What needs to be done:
Shift every x and y coordinate in the answers by -101, and write out the stretch of the listing from the line containing "Locate the mountain" through the end of the listing, requests included.

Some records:
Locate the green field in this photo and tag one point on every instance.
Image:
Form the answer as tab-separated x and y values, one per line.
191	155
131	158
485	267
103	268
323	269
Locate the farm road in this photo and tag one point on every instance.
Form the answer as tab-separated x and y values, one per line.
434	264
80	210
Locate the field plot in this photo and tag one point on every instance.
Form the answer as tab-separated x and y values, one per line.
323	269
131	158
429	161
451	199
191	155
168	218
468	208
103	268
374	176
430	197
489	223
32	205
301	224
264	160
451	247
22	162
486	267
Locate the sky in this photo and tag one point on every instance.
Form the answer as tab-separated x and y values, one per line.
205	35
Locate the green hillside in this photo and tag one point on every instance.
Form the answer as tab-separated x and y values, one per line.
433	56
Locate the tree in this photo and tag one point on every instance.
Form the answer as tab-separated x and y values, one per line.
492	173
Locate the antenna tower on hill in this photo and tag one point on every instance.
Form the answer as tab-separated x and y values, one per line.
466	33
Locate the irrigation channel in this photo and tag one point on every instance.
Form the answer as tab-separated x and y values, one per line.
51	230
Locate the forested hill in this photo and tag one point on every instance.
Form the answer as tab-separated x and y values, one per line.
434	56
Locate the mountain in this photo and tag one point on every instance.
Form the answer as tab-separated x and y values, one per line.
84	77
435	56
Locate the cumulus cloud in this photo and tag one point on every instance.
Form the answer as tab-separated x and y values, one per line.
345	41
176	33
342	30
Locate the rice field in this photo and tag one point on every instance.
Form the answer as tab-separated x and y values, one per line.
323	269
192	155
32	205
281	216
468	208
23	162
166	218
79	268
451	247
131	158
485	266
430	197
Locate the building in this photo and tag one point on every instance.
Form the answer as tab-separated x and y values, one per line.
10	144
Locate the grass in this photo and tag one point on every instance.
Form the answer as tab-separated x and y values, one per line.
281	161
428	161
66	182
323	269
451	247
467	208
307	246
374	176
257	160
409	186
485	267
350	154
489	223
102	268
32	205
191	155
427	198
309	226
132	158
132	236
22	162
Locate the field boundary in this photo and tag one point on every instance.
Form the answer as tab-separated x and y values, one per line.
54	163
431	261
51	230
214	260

Result below:
Locate the mountain in this photo and tag one point on every instance.
Form the answer as tab-separated x and y values, one per line.
-17	-24
334	-45
Locate the cumulus cloud in this photo and tag one point on every instance.
Form the answer as tab-separated x and y values, one per line.
244	-60
75	-68
241	-71
Locate the rice field in this photo and tag one point on every instance.
Form the answer as tab-separated x and y values, one per line.
222	168
91	54
-69	104
180	115
367	107
-78	61
65	117
-22	167
350	146
30	57
384	165
329	96
Locate the building in this photo and tag one point on every instance.
Form the answer as tab-separated x and y values, one per line.
-91	43
Locate the grass in this photo and tag one point on every instance.
Form the answer as tab-separated x and y values, one per line.
180	60
327	60
-35	81
222	168
350	146
366	107
206	145
273	75
156	59
308	85
384	166
249	53
388	122
1	167
-69	104
90	54
326	97
208	125
31	57
31	135
-79	61
Locate the field boundary in this photo and tag one point on every instance.
Form the answer as tab-separated x and y values, one per line.
-47	62
330	160
-50	129
113	159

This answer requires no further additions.